» **課題**:
アトピー治療についての文章の「この変化は、もともと「できる」から「今、アトピーに苦しんでいるあなたへ。」までを、「スピード」を「ペース」に置き換えて書き直しなさい。

» **本文**:

____________

こんにちは。
私の外来にはたくさんのアトピー患者さんが通ってきてくださっているのですが、最近、患者さんの表情がずいぶん明るいものに変わってきたなあ、と実感します。
私がまだアトピーの発症機序を解明出来ていなかった頃、治療はもちろんステロイドだけであり、以前の病院とはくらべものにならないほど良くなったとは言え、やはり湿疹は湧いてくるし、どんなにステロイドの使い方をしっかり学んでもやはり心の底で「やっぱりステロイドは早めにやめたいなあ」という気持ちが、患者さんにも、医師である私にも拭えない気持ちとしてありました。
ですから、決してひどくはならないし、副作用が出ているわけでなくても、なんとなく、「いつまでこれが続くのか」という気持ちがありました。
しかし、アトピー発症機序が明確になってからは、たとえ湿疹が湧いてきても、「その湿疹に対してどんな対策をすればよいか」がはっきりしたので、私も患者さんも焦ることなく、落ち着いて「じゃあ、こんな運動をしよう」と思えるようになってきました。
この変化は、もともと「できるだけステロイドは使いたくない」という気持ちの強かった患者さんで特に顕著で、実際ステロイドを使っていても、以前のような不安感というものがほとんど感じられなくなっています。
人間というものは、先が見えないから不安になるのだろうと私は思います。
「このまま治療を続けていても治るのだろうか?」
この答えが見えないから、不安になるのだろうと思います。
でも、未来が明確に見えるならば?どのように治療してゆけばアトピーから卒業できるかが明確になったならば?
根治までの道筋を一本はっきりと示すことができるようになったという点で、アトピー発症機序の解明は大きな意味があったと思います。
時間はかかるかも知れない。でも、道はしっかりと根治にむけて出来上がっている。あとは、腐らず、焦らずに進むのみ。
このブログを読んでくださっているあなたにも、このことをしっかりと信じ、一歩一歩、自分なりのスピードで着実に前に進んでいただきたいと思います。
人とスピードを比べる必要は全くありません。
自分のスピードで。
ときに、前に進んでいることが実感できないことがあるかもしれません。
でも、きっとそれは「らせん階段」になっていて、上から見ると同じ場所のように感じても、ちゃんと進んでいるはず。
今、アトピーに苦しんでいるあなたへ。
私からも、心からのエールを送ります。
諦めないで。夢ではないのだから。

____________

» **自然言語による領域の説明**:
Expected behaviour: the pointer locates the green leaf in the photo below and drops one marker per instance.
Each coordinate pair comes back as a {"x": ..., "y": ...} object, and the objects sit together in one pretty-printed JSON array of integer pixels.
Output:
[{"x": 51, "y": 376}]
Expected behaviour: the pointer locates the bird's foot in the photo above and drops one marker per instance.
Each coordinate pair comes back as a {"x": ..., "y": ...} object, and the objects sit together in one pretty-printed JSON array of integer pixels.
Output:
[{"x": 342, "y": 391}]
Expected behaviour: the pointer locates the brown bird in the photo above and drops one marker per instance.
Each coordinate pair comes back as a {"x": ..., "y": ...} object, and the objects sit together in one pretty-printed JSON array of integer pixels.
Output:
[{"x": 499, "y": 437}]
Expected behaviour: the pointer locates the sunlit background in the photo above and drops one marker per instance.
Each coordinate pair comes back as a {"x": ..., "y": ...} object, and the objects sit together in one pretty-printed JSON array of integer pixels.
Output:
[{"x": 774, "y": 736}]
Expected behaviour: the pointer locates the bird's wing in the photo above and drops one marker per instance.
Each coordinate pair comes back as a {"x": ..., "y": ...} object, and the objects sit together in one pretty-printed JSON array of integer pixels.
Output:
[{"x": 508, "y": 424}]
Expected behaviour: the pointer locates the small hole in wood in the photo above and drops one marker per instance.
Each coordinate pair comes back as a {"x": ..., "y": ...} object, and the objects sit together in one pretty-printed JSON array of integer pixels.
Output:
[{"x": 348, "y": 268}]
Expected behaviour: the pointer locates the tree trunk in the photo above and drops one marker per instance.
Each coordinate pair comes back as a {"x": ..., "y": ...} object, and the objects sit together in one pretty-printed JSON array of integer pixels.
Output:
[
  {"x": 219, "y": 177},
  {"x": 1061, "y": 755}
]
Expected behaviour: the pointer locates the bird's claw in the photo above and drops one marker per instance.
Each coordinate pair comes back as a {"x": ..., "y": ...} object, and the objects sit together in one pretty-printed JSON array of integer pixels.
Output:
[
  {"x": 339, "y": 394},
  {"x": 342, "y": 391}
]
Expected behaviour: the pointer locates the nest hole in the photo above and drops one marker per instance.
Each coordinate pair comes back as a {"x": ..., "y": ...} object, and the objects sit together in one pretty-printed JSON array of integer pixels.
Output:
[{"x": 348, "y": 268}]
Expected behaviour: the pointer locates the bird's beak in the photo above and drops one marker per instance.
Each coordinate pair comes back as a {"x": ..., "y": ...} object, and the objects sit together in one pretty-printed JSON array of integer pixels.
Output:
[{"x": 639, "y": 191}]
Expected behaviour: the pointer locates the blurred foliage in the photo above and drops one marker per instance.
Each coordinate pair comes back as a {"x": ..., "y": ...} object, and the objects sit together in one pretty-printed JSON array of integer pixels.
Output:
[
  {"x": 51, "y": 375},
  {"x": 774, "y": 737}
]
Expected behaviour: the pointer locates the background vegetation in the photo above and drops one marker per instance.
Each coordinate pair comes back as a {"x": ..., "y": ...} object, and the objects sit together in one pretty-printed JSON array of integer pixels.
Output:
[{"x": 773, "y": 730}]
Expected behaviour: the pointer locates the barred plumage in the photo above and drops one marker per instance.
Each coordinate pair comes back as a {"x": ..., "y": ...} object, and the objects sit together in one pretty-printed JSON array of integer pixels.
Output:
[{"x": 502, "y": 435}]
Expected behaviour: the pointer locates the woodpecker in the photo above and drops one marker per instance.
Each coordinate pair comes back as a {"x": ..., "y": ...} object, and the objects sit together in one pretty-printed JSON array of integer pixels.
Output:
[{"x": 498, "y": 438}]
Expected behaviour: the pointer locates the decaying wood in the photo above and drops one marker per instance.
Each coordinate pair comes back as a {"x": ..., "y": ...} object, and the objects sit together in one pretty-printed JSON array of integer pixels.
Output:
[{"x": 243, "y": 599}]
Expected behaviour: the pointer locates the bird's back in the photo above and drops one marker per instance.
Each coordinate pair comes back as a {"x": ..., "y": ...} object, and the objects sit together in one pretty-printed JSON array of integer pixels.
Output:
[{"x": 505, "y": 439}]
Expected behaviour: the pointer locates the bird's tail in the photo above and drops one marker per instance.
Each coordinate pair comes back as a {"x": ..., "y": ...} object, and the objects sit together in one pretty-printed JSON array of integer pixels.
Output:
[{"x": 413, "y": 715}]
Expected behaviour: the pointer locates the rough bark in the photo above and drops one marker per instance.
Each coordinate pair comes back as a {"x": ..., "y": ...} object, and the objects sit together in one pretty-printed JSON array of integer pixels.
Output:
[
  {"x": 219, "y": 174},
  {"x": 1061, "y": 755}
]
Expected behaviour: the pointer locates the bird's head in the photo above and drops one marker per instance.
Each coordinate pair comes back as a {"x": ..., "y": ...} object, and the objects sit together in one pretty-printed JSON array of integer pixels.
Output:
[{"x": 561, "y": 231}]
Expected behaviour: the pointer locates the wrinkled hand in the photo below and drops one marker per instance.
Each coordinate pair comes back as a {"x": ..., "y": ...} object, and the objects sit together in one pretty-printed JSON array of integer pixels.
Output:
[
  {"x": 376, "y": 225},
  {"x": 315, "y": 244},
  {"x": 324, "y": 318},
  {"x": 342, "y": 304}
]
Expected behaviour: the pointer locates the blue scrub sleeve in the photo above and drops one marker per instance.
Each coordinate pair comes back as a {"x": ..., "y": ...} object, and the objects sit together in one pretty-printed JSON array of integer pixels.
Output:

____________

» **解答**:
この変化は、もともと「できるだけステロイドは使いたくない」という気持ちの強かった患者さんで特に顕著で、実際ステロイドを使っていても、以前のような不安感というものがほとんど感じられなくなっています。
人間というものは、先が見えないから不安になるのだろうと私は思います。
「このまま治療を続けていても治るのだろうか?」
この答えが見えないから、不安になるのだろうと思います。
でも、未来が明確に見えるならば?どのように治療してゆけばアトピーから卒業できるかが明確になったならば?
根治までの道筋を一本はっきりと示すことができるようになったという点で、アトピー発症機序の解明は大きな意味があったと思います。
時間はかかるかも知れない。でも、道はしっかりと根治にむけて出来上がっている。あとは、腐らず、焦らずに進むのみ。
このブログを読んでくださっているあなたにも、このことをしっかりと信じ、一歩一歩、自分なりのペースで着実に前に進んでいただきたいと思います。
人とペースを比べる必要は全くありません。
自分のペースで。
ときに、前に進んでいることが実感できないことがあるかもしれません。
でも、きっとそれは「らせん階段」になっていて、上から見ると同じ場所のように感じても、ちゃんと進んでいるはず。
今、アトピーに苦しんでいるあなたへ。